• WHAT IS BEING ASKED: Copy the entries verbatim from their first line through the line containing "193 118 L 158", including both ends. Leave the pictures out of your copy.

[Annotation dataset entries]

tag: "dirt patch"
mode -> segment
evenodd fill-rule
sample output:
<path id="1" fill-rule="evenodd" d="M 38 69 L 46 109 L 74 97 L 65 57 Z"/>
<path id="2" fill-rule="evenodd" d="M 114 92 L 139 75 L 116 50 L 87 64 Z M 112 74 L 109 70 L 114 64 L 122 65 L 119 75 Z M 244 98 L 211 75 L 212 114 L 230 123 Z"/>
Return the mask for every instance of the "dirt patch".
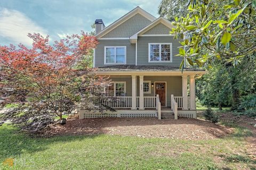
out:
<path id="1" fill-rule="evenodd" d="M 193 118 L 158 120 L 156 118 L 97 118 L 68 120 L 44 132 L 47 136 L 109 134 L 143 138 L 205 140 L 222 138 L 233 129 Z"/>

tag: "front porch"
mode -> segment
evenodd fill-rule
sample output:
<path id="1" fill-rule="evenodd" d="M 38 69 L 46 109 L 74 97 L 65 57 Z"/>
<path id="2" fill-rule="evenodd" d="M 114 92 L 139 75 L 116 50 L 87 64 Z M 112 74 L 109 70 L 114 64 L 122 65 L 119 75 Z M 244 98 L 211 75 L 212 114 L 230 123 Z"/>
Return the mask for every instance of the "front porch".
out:
<path id="1" fill-rule="evenodd" d="M 109 76 L 113 82 L 104 90 L 106 97 L 101 102 L 117 111 L 101 114 L 81 110 L 80 118 L 143 116 L 161 119 L 163 115 L 173 116 L 174 119 L 196 118 L 195 79 L 204 71 L 185 69 L 181 72 L 177 68 L 163 66 L 119 67 L 99 68 L 98 72 L 99 76 Z"/>

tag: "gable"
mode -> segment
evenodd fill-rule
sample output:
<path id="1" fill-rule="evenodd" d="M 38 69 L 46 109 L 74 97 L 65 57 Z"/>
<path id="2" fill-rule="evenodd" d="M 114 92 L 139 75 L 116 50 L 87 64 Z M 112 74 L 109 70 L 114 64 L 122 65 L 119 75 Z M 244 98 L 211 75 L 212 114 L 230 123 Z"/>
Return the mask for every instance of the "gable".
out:
<path id="1" fill-rule="evenodd" d="M 151 21 L 138 13 L 101 38 L 129 38 L 151 22 Z"/>
<path id="2" fill-rule="evenodd" d="M 171 29 L 159 23 L 142 35 L 169 35 Z"/>

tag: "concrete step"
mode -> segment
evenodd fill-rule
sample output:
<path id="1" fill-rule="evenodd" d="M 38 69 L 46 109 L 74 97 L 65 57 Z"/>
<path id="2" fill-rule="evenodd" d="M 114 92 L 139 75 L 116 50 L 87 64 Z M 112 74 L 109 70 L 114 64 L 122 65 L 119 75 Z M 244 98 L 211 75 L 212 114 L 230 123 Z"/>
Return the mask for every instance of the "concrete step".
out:
<path id="1" fill-rule="evenodd" d="M 171 110 L 161 110 L 162 113 L 173 113 L 173 111 Z"/>
<path id="2" fill-rule="evenodd" d="M 171 116 L 161 116 L 162 119 L 174 119 L 174 115 Z"/>
<path id="3" fill-rule="evenodd" d="M 161 116 L 174 116 L 173 113 L 162 113 Z"/>

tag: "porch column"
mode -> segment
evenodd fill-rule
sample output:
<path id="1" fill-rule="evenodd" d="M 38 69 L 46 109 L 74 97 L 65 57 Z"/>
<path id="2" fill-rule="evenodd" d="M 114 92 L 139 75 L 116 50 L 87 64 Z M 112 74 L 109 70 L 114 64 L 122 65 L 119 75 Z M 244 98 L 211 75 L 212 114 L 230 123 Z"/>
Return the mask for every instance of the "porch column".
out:
<path id="1" fill-rule="evenodd" d="M 188 109 L 188 76 L 182 75 L 182 110 Z"/>
<path id="2" fill-rule="evenodd" d="M 144 94 L 143 92 L 143 75 L 140 75 L 140 110 L 144 109 Z"/>
<path id="3" fill-rule="evenodd" d="M 136 75 L 132 75 L 132 110 L 136 108 Z"/>
<path id="4" fill-rule="evenodd" d="M 195 75 L 190 75 L 189 93 L 190 96 L 190 110 L 196 109 L 196 81 Z"/>

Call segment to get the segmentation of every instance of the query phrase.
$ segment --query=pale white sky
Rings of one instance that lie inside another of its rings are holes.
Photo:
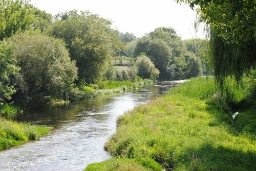
[[[175,29],[183,39],[204,38],[203,26],[196,35],[196,12],[174,0],[31,0],[31,3],[53,15],[74,9],[89,10],[111,20],[114,28],[120,32],[137,37],[165,27]]]

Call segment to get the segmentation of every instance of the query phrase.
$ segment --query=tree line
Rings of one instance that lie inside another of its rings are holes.
[[[200,75],[204,65],[205,42],[183,41],[172,28],[138,38],[88,11],[53,16],[23,0],[1,0],[0,9],[0,102],[75,101],[82,86],[102,80],[182,79]],[[134,60],[129,74],[112,62],[120,52]]]

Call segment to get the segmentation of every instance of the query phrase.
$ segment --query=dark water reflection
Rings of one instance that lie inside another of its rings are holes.
[[[81,170],[112,156],[104,142],[117,117],[167,91],[176,83],[104,96],[66,106],[24,112],[12,119],[54,128],[40,140],[0,151],[0,170]]]

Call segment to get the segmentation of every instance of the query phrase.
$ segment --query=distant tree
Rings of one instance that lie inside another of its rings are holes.
[[[52,15],[45,11],[35,8],[34,8],[34,15],[35,20],[32,24],[34,29],[39,29],[42,32],[52,22],[53,19]]]
[[[23,0],[0,1],[0,40],[29,30],[34,22],[33,10]]]
[[[14,47],[0,41],[0,102],[11,99],[16,91],[10,83],[11,78],[16,75],[19,68],[12,58]]]
[[[21,69],[14,82],[18,87],[27,86],[27,92],[17,93],[27,93],[28,103],[38,105],[47,97],[69,98],[77,69],[62,41],[30,32],[16,34],[7,41],[16,47],[13,57]]]
[[[155,65],[150,58],[142,54],[138,57],[135,66],[138,68],[138,75],[143,79],[150,79],[156,80],[160,72],[155,67]]]
[[[165,78],[172,59],[172,49],[162,39],[144,37],[138,41],[134,55],[138,56],[142,53],[150,58],[159,70],[160,78]]]
[[[95,83],[107,70],[111,56],[121,50],[118,32],[111,22],[88,12],[70,11],[56,16],[48,32],[63,39],[78,68],[79,84]]]
[[[129,33],[128,32],[125,32],[125,33],[120,33],[119,36],[122,41],[126,43],[130,42],[137,39],[136,36],[135,36],[133,33]]]
[[[149,36],[152,39],[163,40],[172,50],[171,62],[165,72],[166,79],[183,79],[184,74],[183,70],[186,67],[184,59],[186,48],[176,31],[173,28],[160,27],[150,33]]]
[[[210,26],[208,57],[221,88],[227,77],[239,82],[255,67],[255,0],[177,1],[197,6],[200,21]]]
[[[185,55],[186,66],[184,69],[185,77],[186,78],[195,77],[202,74],[202,66],[199,58],[190,52]]]
[[[127,43],[127,55],[129,57],[134,57],[134,50],[137,44],[137,40]]]
[[[184,40],[186,50],[193,52],[199,58],[201,65],[203,67],[204,74],[206,72],[206,52],[207,41],[201,39],[193,39]]]

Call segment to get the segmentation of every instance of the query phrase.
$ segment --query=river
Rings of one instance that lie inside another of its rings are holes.
[[[118,116],[176,84],[166,82],[13,116],[18,121],[54,129],[39,140],[0,151],[0,170],[82,170],[90,163],[110,159],[103,146],[115,133]]]

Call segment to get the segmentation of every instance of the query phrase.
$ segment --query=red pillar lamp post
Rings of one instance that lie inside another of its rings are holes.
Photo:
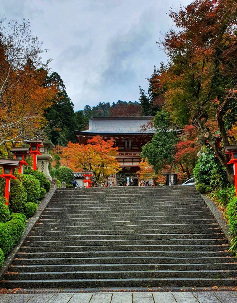
[[[34,170],[36,170],[37,169],[37,155],[42,155],[40,150],[41,146],[43,146],[43,141],[27,141],[26,143],[29,144],[30,147],[30,152],[31,155],[33,155],[33,169]]]
[[[235,176],[235,195],[237,196],[237,145],[229,145],[225,147],[225,153],[229,155],[230,161],[228,164],[233,164]]]
[[[28,165],[26,162],[26,157],[30,155],[29,147],[13,147],[11,152],[15,155],[15,158],[19,160],[20,168],[19,171],[19,174],[23,173],[23,165]]]
[[[9,202],[9,192],[11,186],[11,179],[16,179],[14,175],[15,168],[19,168],[20,164],[19,160],[11,159],[0,159],[0,166],[2,167],[2,173],[0,177],[6,179],[5,197],[7,199],[6,204],[8,205]]]
[[[83,171],[82,173],[84,177],[83,182],[85,183],[86,187],[88,188],[92,187],[92,181],[90,178],[93,175],[93,171]]]

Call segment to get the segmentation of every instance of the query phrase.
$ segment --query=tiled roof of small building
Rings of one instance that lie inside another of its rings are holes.
[[[152,121],[153,117],[91,117],[89,122],[89,129],[75,131],[80,133],[142,134],[143,125]],[[147,129],[147,133],[155,132],[154,129]]]

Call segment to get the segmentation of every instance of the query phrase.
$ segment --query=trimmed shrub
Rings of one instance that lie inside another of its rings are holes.
[[[24,212],[27,195],[25,187],[19,179],[12,180],[9,195],[9,207],[14,212]]]
[[[5,255],[13,248],[25,230],[26,217],[23,214],[13,214],[11,220],[0,223],[0,248]]]
[[[49,181],[47,181],[45,184],[44,188],[47,192],[49,191],[49,190],[51,188],[51,183]]]
[[[237,235],[237,197],[233,198],[227,206],[227,214],[230,230],[234,235]]]
[[[61,182],[60,180],[57,180],[57,186],[58,187],[59,187],[59,188],[61,188]]]
[[[0,267],[2,266],[4,261],[4,254],[2,250],[0,248]]]
[[[4,203],[0,203],[0,222],[4,223],[10,219],[10,211]]]
[[[206,188],[206,193],[208,193],[211,192],[212,190],[212,189],[211,186],[207,186]]]
[[[196,189],[200,194],[204,194],[206,192],[207,186],[204,183],[198,183],[195,185]]]
[[[7,199],[4,196],[0,196],[0,203],[5,204],[7,202]]]
[[[40,184],[33,176],[21,175],[19,177],[25,189],[28,202],[38,203],[40,197]]]
[[[25,171],[24,173],[24,175],[29,175],[34,176],[39,181],[41,187],[42,187],[45,189],[46,189],[46,188],[48,188],[48,186],[47,184],[48,181],[44,174],[42,172],[39,171],[34,171],[32,169],[28,169]]]
[[[25,205],[25,215],[28,218],[32,217],[38,209],[38,205],[36,203],[28,202]]]
[[[59,179],[61,182],[66,182],[66,184],[71,184],[74,179],[73,171],[66,166],[60,166],[59,168]]]
[[[45,195],[46,194],[46,190],[44,188],[43,188],[42,187],[40,187],[40,196],[39,197],[39,199],[42,200],[45,197]]]

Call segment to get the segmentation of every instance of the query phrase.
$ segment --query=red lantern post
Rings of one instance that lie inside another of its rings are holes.
[[[86,188],[92,187],[93,182],[90,178],[93,175],[93,171],[83,171],[82,173],[84,177],[83,182],[86,183]]]
[[[26,143],[30,146],[30,152],[33,155],[33,166],[34,170],[37,169],[37,155],[42,155],[40,152],[40,147],[43,146],[42,140],[27,141]]]
[[[28,165],[26,162],[26,157],[30,155],[29,147],[13,147],[11,152],[15,155],[15,158],[19,161],[20,168],[19,174],[23,173],[23,165]]]
[[[229,145],[225,147],[225,153],[229,155],[230,158],[230,161],[227,164],[233,165],[235,195],[237,196],[237,145]]]
[[[7,199],[6,204],[8,205],[9,202],[9,192],[11,186],[11,179],[16,179],[14,175],[15,168],[19,168],[19,160],[11,159],[0,159],[0,165],[2,167],[3,172],[0,177],[6,179],[5,197]]]

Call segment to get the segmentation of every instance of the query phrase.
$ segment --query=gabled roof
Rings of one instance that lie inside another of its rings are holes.
[[[78,134],[141,134],[144,132],[141,127],[153,120],[153,117],[91,117],[89,122],[89,129],[86,131],[76,131]],[[146,133],[153,134],[154,129],[148,129]]]

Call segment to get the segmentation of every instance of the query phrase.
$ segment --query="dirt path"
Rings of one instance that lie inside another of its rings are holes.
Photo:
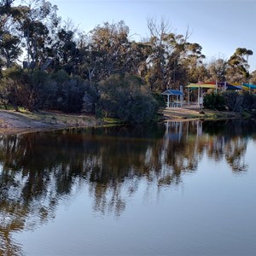
[[[189,120],[195,119],[221,119],[239,118],[237,113],[203,110],[197,106],[168,108],[163,110],[166,119]],[[57,112],[21,113],[0,110],[0,135],[36,131],[67,127],[95,126],[100,125],[93,116],[64,114]]]
[[[96,125],[95,118],[84,115],[0,110],[0,134],[95,125]]]
[[[163,110],[166,119],[177,120],[188,120],[195,119],[237,119],[240,114],[233,112],[213,111],[203,109],[202,111],[197,106],[188,106],[183,108],[168,108]]]

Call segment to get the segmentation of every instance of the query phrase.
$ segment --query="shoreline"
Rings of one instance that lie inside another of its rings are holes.
[[[161,111],[164,120],[189,121],[195,119],[221,120],[241,118],[240,113],[203,109],[197,106],[166,108]],[[0,110],[0,135],[36,132],[66,128],[93,127],[111,124],[94,116],[62,113],[56,111],[38,113]]]

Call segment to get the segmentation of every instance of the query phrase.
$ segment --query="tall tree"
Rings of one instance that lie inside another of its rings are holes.
[[[230,82],[247,82],[249,79],[248,56],[253,53],[246,48],[237,48],[228,61],[227,79]]]

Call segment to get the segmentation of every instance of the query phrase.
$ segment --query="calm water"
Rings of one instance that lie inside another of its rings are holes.
[[[0,137],[0,255],[256,255],[256,123]]]

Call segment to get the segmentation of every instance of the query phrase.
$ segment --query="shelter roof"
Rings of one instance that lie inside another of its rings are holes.
[[[168,90],[165,90],[163,93],[161,93],[161,95],[175,95],[175,96],[180,95],[180,96],[183,96],[183,94],[180,90],[168,89]]]

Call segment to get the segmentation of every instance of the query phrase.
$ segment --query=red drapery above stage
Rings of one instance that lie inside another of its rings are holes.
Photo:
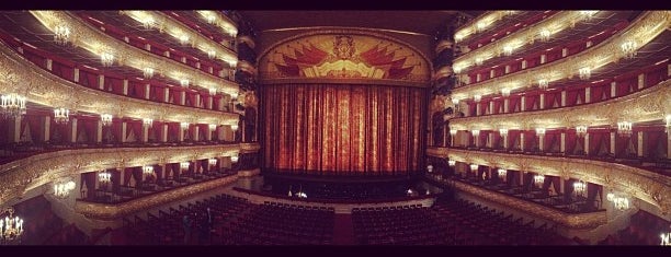
[[[422,166],[424,89],[285,84],[261,93],[266,168],[402,175]]]

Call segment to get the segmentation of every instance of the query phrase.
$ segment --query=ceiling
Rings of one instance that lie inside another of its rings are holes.
[[[468,17],[484,11],[239,11],[259,32],[314,26],[346,26],[434,35],[457,13]]]

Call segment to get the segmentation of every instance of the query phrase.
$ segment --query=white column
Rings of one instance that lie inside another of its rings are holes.
[[[541,93],[541,109],[545,108],[545,93]]]
[[[209,129],[209,126],[207,126],[207,133],[205,133],[205,140],[212,141],[212,129]]]
[[[149,126],[143,125],[143,142],[149,141]]]
[[[611,132],[611,154],[615,154],[615,132]]]
[[[77,142],[77,118],[70,118],[70,142]]]
[[[105,75],[98,75],[98,89],[105,90]]]
[[[122,143],[126,142],[126,121],[122,121],[122,132],[121,132],[121,141]]]
[[[124,95],[128,95],[128,80],[124,80]]]
[[[638,153],[639,157],[642,157],[642,151],[644,151],[644,140],[642,140],[644,139],[644,131],[636,132],[636,136],[638,137],[638,143],[637,143],[638,145],[636,145],[637,147],[637,149],[636,149],[637,151],[636,152]]]
[[[145,100],[150,98],[149,97],[150,94],[151,94],[151,85],[150,84],[145,84]]]
[[[480,110],[480,103],[476,103],[476,115],[480,116],[482,115],[481,110]]]
[[[21,140],[21,117],[22,116],[18,116],[15,118],[9,118],[10,119],[10,129],[9,129],[9,138],[10,138],[10,142],[15,143],[19,142]]]
[[[180,124],[178,124],[178,126],[180,126],[180,132],[178,133],[178,141],[183,142],[184,131],[189,131],[189,129],[182,129],[182,126]]]
[[[584,153],[590,153],[590,133],[584,135]]]
[[[52,136],[52,116],[44,116],[44,118],[42,118],[42,132],[43,132],[43,137],[44,137],[44,141],[49,141],[50,136]]]
[[[102,142],[102,120],[95,121],[95,142]]]
[[[161,124],[161,142],[168,142],[168,125]]]

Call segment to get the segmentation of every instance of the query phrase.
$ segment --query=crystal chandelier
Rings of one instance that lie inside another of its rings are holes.
[[[636,42],[633,40],[627,40],[619,46],[625,59],[632,59],[636,56]]]
[[[671,246],[671,232],[668,232],[668,233],[662,233],[662,234],[660,235],[660,237],[661,237],[661,243],[660,243],[660,245],[663,245],[663,246]]]
[[[508,129],[499,129],[501,137],[508,137]]]
[[[580,70],[578,70],[578,75],[581,80],[589,80],[592,75],[592,69],[589,67],[580,68]]]
[[[98,174],[98,182],[107,185],[112,180],[112,173],[104,171]]]
[[[512,46],[504,46],[503,47],[503,55],[505,56],[511,56],[512,55]]]
[[[577,197],[583,196],[585,188],[587,188],[587,185],[582,182],[573,183],[573,191],[576,192]]]
[[[111,114],[101,114],[100,115],[100,121],[102,122],[102,126],[110,126],[110,125],[112,125],[112,115]]]
[[[475,60],[476,66],[481,66],[484,61],[485,60],[482,59],[482,57],[476,57],[476,60]]]
[[[545,135],[545,128],[536,128],[536,135],[538,136]]]
[[[152,124],[153,124],[153,119],[150,119],[150,118],[144,118],[143,119],[143,126],[144,127],[151,128]]]
[[[499,168],[499,178],[501,178],[503,180],[503,179],[505,179],[505,175],[508,175],[508,171],[505,171],[503,168]]]
[[[480,130],[479,129],[474,129],[473,131],[470,131],[470,133],[473,133],[474,138],[480,137]]]
[[[143,166],[143,174],[145,175],[153,174],[153,166]]]
[[[180,168],[181,168],[181,170],[182,170],[182,172],[183,172],[183,171],[189,170],[189,166],[190,166],[190,165],[191,165],[191,163],[189,163],[189,162],[181,162],[181,163],[180,163]]]
[[[237,163],[238,162],[238,153],[234,153],[234,155],[230,156],[230,162],[232,163]]]
[[[629,136],[632,136],[632,122],[617,122],[617,135],[623,138],[628,138]]]
[[[67,124],[70,121],[70,110],[66,108],[55,108],[54,121],[56,124]]]
[[[186,34],[182,34],[182,35],[178,36],[178,38],[180,39],[180,43],[182,45],[186,45],[189,43],[189,35],[186,35]]]
[[[54,196],[58,198],[66,198],[70,195],[70,191],[75,189],[75,182],[69,180],[66,183],[55,183],[54,184]]]
[[[501,94],[503,95],[503,97],[510,96],[510,89],[502,89]]]
[[[576,127],[576,135],[578,136],[578,138],[583,138],[587,135],[587,126]]]
[[[0,96],[0,108],[3,118],[18,118],[25,114],[25,96],[9,94]]]
[[[58,45],[67,45],[70,42],[70,28],[64,24],[58,24],[54,28],[54,40]]]
[[[538,39],[541,42],[548,42],[549,40],[549,36],[550,36],[550,31],[547,28],[543,28],[538,32]]]
[[[114,63],[114,55],[109,51],[101,52],[100,62],[103,65],[103,67],[111,67]]]
[[[0,238],[3,243],[21,238],[22,233],[23,219],[14,217],[14,208],[10,207],[0,212]]]
[[[545,182],[545,176],[543,176],[543,175],[535,175],[534,176],[534,185],[536,187],[542,187],[543,186],[543,182]]]
[[[153,69],[149,67],[143,68],[143,77],[145,77],[145,79],[151,79],[153,77]]]

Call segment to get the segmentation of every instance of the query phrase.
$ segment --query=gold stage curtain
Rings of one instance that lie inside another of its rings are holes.
[[[263,166],[320,175],[419,171],[425,91],[356,84],[264,85]]]

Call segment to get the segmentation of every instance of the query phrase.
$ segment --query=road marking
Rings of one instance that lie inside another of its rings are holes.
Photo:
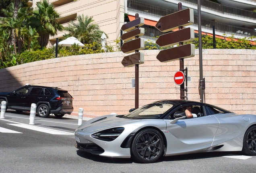
[[[13,117],[15,117],[15,118],[21,118],[21,119],[29,119],[29,118],[24,118],[24,117],[16,117],[16,116],[11,116],[11,115],[6,115],[6,116]],[[38,117],[36,117],[35,118],[37,118]],[[50,123],[59,123],[59,124],[69,124],[69,125],[77,125],[77,124],[66,123],[61,123],[61,122],[56,122],[56,121],[46,121],[46,120],[40,120],[40,119],[35,119],[35,120],[40,121],[41,121],[48,122],[50,122]]]
[[[246,160],[252,157],[252,156],[244,156],[244,155],[235,155],[235,156],[223,156],[223,157],[231,158],[232,159],[237,159],[242,160]]]
[[[4,133],[23,133],[21,132],[19,132],[16,131],[10,130],[7,129],[0,127],[0,132]]]
[[[69,132],[66,132],[64,131],[60,131],[56,130],[47,129],[43,127],[39,127],[37,126],[34,126],[31,125],[26,125],[25,124],[7,124],[9,125],[11,125],[19,127],[24,128],[30,130],[33,130],[35,131],[38,131],[41,132],[50,133],[52,135],[74,135],[74,133],[70,133]]]

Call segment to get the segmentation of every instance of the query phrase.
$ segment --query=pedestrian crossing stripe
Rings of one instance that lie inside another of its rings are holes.
[[[226,155],[223,156],[223,157],[231,158],[232,159],[240,159],[242,160],[246,160],[247,159],[252,157],[252,156],[245,156],[245,155]]]
[[[0,127],[0,132],[2,133],[23,133],[21,132],[19,132],[12,130],[5,129]]]
[[[13,125],[14,126],[22,127],[30,130],[33,130],[35,131],[38,131],[41,132],[45,133],[47,133],[51,134],[52,135],[74,135],[74,133],[69,132],[66,132],[64,131],[60,131],[54,129],[47,129],[43,127],[34,126],[31,125],[26,125],[25,124],[7,124],[9,125]]]

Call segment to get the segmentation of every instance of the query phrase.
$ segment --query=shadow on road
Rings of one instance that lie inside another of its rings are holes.
[[[77,155],[81,157],[99,162],[118,164],[132,163],[133,162],[133,161],[131,159],[116,158],[102,157],[98,155],[94,155],[89,153],[81,150],[77,150],[76,153]]]

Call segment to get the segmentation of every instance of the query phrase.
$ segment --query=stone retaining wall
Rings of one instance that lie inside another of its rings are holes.
[[[159,50],[142,50],[139,66],[139,106],[155,101],[180,99],[180,86],[173,82],[179,61],[167,63],[156,58]],[[199,61],[196,56],[184,60],[191,82],[189,100],[200,101]],[[74,113],[79,108],[88,117],[126,114],[134,107],[134,67],[121,62],[121,52],[58,58],[0,69],[0,92],[10,91],[27,83],[67,90],[74,98]],[[256,50],[204,49],[205,103],[238,113],[256,114]]]

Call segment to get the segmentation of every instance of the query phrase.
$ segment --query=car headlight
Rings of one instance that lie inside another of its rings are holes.
[[[98,132],[92,134],[91,136],[97,139],[111,141],[116,139],[124,130],[124,127],[116,127]]]

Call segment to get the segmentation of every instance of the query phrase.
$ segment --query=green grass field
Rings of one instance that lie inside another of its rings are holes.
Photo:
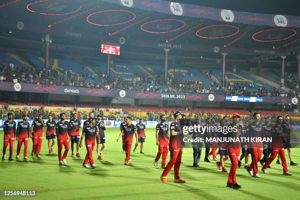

• CORRECT OUTPUT:
tag: "dirt patch"
mode -> segment
evenodd fill-rule
sample output:
<path id="1" fill-rule="evenodd" d="M 38 69 L 46 109 L 74 97 L 65 57 Z"/>
<path id="2" fill-rule="evenodd" d="M 114 92 L 139 75 L 116 50 L 87 64 Z M 112 74 L 109 70 L 114 64 L 122 65 L 119 75 Z M 244 98 L 211 75 L 212 114 L 230 123 Z"/>
Return the mask for every instance of the "dirt patch".
out:
<path id="1" fill-rule="evenodd" d="M 193 118 L 158 120 L 156 118 L 97 118 L 68 120 L 44 132 L 47 136 L 109 134 L 143 138 L 205 140 L 222 138 L 233 129 Z"/>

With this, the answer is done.